УСЛОВИЕ ЗАДАНИЯ: Оформите строки в виде таблицы Markdown со столбцами «№» и «Строка», где «№» — порядковый номер строки в таблице. Начните со строки, в которой есть "of the small", закончите последней строкой и пропустите пустые строки.

ДАННЫЕ ДЛЯ ЗАДАНИЯ:

______

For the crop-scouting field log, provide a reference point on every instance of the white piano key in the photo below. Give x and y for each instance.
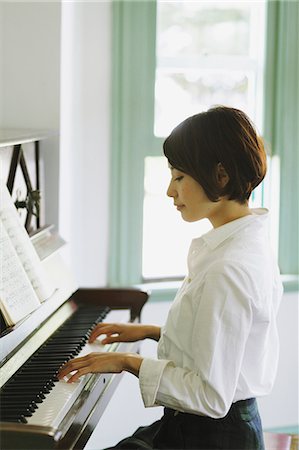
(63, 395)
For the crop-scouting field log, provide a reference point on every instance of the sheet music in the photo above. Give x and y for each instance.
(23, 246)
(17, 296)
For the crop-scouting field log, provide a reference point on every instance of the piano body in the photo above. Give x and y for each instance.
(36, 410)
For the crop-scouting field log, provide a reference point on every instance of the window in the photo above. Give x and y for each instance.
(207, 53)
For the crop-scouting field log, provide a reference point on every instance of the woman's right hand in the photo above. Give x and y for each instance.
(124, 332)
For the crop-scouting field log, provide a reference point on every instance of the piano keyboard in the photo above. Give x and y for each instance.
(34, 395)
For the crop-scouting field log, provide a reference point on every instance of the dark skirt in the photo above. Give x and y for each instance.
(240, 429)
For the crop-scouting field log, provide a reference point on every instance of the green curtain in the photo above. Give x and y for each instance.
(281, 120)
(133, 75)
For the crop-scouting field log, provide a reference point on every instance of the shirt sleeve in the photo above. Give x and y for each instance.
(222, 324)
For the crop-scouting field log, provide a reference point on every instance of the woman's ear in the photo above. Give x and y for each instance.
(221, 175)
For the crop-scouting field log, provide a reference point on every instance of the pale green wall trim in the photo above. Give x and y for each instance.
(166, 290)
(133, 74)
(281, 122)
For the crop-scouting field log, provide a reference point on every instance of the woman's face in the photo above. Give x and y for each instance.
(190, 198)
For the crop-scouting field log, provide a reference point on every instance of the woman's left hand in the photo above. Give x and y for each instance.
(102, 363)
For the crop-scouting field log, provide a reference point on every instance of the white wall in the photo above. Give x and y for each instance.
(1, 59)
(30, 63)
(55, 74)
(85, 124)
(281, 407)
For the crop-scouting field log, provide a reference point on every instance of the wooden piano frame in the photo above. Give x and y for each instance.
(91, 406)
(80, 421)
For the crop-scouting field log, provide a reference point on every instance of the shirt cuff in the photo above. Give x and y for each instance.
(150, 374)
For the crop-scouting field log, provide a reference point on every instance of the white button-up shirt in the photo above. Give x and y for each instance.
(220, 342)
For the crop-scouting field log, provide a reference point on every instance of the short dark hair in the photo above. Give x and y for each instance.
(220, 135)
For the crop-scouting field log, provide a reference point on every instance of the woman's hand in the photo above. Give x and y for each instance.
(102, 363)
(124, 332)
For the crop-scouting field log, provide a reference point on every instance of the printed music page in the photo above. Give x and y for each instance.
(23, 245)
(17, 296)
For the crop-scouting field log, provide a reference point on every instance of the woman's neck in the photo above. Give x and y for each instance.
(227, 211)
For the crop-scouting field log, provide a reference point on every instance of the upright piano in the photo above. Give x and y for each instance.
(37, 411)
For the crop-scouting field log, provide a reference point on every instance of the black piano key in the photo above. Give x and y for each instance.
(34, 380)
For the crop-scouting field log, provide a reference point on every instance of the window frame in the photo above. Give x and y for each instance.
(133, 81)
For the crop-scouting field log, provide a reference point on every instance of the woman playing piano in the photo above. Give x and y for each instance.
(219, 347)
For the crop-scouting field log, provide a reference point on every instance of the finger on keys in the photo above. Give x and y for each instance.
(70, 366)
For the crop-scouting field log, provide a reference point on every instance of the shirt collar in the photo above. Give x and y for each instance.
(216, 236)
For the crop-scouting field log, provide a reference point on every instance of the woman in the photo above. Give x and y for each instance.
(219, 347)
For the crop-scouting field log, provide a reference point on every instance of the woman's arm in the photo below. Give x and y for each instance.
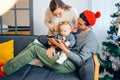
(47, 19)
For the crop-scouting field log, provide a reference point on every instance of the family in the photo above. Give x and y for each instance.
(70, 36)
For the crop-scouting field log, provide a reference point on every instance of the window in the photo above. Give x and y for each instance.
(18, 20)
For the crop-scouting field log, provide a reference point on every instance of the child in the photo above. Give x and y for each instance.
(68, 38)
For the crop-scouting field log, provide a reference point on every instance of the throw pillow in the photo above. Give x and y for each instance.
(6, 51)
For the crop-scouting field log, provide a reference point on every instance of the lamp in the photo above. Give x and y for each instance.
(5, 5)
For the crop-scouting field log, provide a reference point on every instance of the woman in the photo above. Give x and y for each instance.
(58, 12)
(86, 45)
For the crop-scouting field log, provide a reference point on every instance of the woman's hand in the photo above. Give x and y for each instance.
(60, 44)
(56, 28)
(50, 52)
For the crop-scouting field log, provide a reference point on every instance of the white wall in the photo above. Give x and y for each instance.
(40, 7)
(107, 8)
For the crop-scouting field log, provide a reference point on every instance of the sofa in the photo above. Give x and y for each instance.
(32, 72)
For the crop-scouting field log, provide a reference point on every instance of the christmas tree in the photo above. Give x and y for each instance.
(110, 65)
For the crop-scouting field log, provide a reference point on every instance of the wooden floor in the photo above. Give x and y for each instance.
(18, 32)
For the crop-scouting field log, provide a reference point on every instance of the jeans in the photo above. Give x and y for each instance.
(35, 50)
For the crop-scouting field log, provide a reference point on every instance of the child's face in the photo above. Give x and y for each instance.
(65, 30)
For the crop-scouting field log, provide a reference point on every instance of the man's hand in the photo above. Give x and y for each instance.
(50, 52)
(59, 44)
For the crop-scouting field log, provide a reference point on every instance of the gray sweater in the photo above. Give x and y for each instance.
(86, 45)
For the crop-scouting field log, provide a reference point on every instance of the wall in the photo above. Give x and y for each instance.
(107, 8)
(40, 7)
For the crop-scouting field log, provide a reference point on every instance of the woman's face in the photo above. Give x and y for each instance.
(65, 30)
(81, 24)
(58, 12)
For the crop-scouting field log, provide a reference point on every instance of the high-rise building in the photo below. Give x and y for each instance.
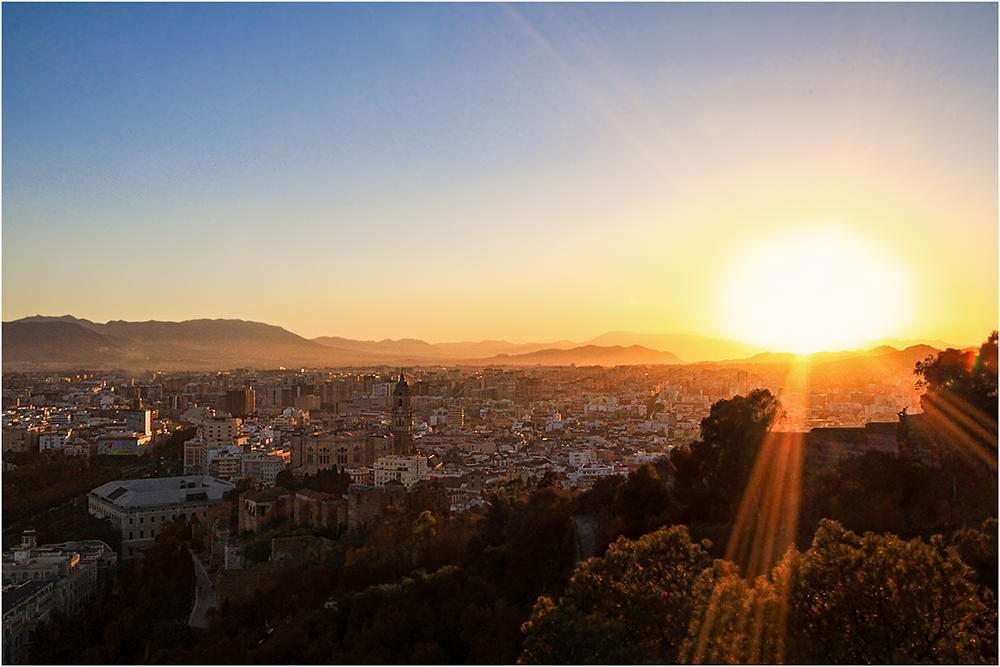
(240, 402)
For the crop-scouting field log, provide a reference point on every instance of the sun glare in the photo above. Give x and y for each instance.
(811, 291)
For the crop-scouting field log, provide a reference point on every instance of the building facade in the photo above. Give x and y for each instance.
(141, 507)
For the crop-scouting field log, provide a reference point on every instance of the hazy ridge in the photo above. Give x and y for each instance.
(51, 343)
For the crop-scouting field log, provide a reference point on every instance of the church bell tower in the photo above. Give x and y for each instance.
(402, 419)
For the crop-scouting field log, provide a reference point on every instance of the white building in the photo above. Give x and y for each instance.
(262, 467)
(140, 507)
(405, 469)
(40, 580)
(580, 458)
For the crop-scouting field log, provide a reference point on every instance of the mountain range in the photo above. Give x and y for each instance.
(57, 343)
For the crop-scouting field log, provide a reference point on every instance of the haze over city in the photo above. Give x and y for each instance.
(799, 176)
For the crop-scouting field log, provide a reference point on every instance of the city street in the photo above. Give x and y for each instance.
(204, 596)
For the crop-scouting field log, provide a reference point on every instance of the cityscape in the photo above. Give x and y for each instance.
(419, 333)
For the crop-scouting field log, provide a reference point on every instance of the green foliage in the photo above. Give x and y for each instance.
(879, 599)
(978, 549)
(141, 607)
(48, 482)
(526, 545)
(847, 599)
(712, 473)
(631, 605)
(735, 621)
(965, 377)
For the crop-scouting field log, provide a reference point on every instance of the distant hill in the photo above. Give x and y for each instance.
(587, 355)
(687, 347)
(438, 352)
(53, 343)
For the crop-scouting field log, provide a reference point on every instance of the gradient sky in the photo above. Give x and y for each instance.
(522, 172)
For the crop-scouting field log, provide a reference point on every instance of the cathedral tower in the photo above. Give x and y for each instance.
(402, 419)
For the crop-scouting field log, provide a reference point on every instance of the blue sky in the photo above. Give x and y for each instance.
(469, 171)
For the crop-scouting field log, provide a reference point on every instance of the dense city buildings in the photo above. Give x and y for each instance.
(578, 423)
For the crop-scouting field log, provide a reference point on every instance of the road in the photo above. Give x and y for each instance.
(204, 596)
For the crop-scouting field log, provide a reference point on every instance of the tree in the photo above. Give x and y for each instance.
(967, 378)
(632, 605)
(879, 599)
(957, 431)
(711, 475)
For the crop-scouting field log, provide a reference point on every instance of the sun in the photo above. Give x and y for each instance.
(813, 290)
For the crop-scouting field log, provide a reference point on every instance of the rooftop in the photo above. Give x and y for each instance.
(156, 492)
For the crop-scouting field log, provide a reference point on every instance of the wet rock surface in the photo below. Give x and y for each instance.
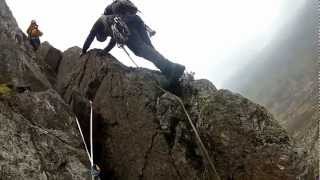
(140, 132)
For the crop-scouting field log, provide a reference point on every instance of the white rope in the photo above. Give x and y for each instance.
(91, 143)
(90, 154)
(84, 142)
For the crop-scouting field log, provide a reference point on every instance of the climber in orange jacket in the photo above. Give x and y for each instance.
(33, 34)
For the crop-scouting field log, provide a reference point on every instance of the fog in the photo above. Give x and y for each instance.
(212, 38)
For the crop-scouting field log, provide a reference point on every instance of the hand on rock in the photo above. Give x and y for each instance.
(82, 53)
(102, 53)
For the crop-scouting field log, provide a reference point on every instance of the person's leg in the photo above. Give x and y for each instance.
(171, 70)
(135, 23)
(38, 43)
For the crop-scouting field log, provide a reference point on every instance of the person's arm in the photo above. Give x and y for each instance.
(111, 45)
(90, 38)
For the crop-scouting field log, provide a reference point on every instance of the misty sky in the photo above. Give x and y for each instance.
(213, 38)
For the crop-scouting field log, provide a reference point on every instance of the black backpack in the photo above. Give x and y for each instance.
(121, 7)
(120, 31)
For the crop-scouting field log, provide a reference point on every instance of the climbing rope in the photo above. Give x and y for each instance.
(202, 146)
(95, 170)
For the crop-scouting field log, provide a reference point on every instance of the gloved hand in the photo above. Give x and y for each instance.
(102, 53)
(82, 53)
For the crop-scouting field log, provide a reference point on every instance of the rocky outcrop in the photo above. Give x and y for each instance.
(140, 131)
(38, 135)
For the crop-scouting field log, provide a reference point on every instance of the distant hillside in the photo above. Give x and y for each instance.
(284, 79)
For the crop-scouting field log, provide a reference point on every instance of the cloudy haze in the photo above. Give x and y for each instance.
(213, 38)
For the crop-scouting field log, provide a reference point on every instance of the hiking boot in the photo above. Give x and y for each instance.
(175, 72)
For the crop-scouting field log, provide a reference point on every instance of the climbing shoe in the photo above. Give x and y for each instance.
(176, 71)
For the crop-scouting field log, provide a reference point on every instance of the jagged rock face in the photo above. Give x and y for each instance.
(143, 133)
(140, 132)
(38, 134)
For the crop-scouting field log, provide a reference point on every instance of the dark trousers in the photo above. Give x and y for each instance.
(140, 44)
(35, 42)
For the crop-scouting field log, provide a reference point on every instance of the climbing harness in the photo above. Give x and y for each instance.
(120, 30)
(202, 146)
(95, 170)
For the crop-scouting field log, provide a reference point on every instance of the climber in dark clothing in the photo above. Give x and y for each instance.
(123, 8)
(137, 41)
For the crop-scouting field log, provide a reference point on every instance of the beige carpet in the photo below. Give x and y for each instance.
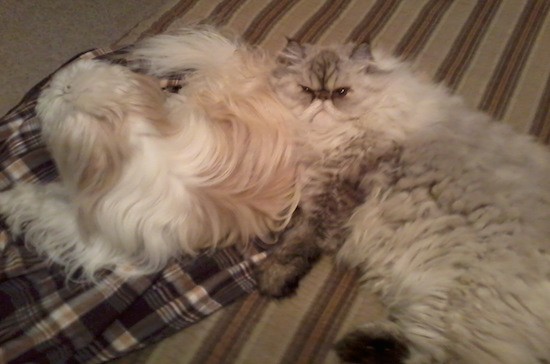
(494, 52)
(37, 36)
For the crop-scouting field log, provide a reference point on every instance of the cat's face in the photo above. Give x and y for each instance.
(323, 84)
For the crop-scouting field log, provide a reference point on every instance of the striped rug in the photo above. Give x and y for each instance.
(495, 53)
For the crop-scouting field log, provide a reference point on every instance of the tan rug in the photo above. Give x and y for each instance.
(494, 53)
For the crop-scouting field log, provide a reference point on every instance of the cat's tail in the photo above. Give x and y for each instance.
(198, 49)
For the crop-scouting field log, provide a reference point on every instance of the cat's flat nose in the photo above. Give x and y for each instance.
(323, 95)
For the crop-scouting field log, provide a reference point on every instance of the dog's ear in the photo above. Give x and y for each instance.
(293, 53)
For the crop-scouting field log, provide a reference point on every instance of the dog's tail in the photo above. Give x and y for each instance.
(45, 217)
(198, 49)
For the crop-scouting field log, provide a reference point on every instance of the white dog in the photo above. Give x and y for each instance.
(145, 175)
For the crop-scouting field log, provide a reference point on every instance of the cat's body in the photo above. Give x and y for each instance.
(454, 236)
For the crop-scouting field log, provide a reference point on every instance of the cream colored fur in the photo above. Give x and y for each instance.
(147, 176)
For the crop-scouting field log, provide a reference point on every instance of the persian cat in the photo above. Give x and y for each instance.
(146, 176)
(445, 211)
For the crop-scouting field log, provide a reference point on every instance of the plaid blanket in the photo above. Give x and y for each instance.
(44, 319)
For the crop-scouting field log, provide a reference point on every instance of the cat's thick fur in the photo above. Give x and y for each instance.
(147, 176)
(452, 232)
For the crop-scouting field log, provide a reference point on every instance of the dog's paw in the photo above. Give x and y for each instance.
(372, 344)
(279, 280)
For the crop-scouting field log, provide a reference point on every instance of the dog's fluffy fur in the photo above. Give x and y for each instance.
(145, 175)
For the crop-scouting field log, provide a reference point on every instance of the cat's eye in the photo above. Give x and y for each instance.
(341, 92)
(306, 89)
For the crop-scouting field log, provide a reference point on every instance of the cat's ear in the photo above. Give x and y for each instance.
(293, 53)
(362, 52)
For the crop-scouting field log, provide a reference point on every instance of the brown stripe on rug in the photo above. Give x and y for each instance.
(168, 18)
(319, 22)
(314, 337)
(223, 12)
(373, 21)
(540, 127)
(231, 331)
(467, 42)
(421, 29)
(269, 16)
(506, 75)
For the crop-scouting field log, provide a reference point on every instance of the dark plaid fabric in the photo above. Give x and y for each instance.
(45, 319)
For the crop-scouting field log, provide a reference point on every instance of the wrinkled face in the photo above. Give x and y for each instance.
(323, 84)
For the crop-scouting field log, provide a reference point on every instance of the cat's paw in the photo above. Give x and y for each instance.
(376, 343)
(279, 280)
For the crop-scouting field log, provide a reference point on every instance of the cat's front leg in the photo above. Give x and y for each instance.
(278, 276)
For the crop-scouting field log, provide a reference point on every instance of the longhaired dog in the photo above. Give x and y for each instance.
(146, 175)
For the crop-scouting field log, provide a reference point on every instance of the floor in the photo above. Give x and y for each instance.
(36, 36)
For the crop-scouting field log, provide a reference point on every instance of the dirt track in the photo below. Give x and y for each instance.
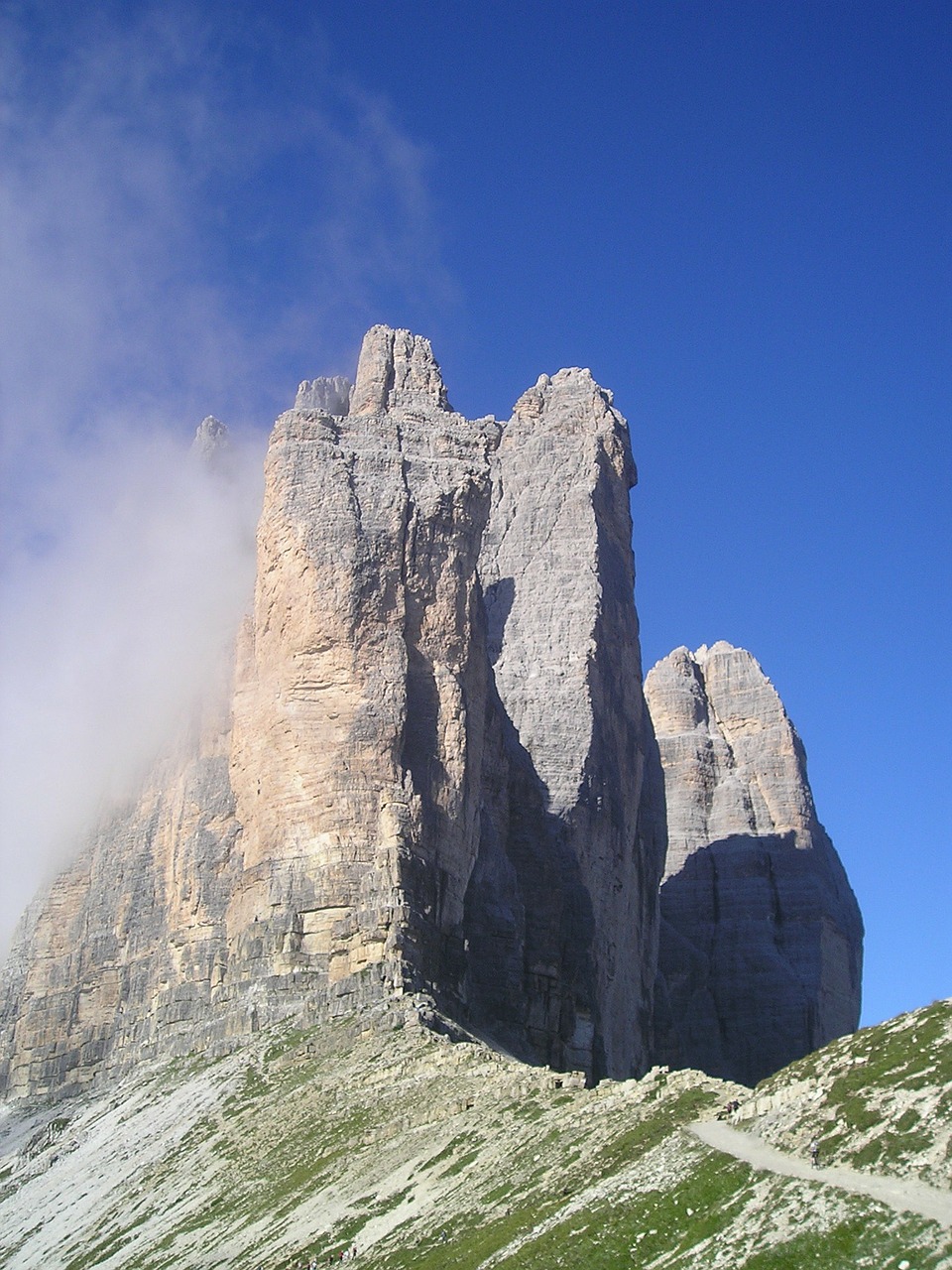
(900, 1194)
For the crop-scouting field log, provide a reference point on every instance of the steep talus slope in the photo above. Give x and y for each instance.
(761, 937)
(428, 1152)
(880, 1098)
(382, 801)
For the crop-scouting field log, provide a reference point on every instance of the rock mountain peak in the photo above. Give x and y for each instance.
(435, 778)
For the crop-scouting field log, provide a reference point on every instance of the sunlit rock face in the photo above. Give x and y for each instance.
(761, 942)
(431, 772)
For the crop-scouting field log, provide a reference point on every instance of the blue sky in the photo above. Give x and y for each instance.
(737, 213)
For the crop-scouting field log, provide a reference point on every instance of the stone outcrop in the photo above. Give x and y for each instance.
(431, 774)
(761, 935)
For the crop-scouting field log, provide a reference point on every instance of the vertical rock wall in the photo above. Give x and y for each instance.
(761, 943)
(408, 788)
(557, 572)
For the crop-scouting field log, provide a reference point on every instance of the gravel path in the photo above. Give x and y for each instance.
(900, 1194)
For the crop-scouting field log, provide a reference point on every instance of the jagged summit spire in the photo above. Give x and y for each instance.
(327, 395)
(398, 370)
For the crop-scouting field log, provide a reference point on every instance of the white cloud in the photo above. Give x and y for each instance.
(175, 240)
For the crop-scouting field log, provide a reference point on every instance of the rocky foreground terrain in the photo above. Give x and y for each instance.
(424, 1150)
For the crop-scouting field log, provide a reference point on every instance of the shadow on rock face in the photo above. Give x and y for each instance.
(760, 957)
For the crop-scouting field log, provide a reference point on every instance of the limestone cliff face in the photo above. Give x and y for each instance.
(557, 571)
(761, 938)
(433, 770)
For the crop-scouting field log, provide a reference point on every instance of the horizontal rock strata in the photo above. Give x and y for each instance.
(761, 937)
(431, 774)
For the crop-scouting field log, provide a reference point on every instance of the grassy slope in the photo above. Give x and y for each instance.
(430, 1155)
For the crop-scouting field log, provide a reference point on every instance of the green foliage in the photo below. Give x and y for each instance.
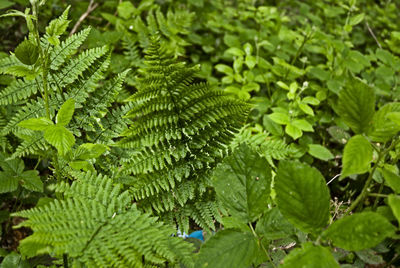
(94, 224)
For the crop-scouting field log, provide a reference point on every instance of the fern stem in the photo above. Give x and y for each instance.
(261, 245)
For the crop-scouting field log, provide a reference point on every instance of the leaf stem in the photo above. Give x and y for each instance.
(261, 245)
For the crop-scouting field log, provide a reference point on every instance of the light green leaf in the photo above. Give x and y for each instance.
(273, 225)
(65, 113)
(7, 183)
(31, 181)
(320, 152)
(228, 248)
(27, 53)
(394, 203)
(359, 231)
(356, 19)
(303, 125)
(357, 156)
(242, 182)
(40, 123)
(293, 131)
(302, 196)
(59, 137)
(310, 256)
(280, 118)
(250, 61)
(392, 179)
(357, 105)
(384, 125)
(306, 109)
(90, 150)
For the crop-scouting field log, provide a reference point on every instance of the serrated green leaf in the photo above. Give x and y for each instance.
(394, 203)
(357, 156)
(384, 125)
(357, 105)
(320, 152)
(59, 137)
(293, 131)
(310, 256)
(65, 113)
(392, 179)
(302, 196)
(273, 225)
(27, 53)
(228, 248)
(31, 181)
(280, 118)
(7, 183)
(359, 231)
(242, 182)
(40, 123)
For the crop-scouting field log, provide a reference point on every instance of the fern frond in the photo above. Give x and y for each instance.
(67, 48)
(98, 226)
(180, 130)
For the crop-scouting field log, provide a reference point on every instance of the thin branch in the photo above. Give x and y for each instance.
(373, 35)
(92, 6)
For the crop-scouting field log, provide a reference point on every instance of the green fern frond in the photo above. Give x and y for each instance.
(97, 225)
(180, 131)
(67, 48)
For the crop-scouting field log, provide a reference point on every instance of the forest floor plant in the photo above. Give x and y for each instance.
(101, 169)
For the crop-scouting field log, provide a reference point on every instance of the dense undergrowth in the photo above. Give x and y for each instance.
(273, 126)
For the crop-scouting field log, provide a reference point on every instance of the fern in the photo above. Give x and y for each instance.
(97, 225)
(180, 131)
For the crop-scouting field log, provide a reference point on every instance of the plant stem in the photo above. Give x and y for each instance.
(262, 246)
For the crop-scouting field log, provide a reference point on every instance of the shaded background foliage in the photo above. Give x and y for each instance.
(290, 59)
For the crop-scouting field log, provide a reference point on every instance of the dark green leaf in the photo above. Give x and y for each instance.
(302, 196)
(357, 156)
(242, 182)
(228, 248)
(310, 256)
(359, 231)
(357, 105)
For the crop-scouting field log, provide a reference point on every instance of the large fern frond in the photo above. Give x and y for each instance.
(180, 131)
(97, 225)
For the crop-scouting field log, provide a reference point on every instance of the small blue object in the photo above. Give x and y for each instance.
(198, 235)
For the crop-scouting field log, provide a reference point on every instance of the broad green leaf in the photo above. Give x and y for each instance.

______

ОТВЕТ К ЗАДАНИЮ:
| № | Строка |
|---|---|
| 1 | For the crop-scouting field log, provide a reference point on every instance of the small blue object in the photo above. Give x and y for each instance. |
| 2 | (198, 235) |
| 3 | For the crop-scouting field log, provide a reference point on every instance of the broad green leaf in the photo above. Give x and y for each instance. |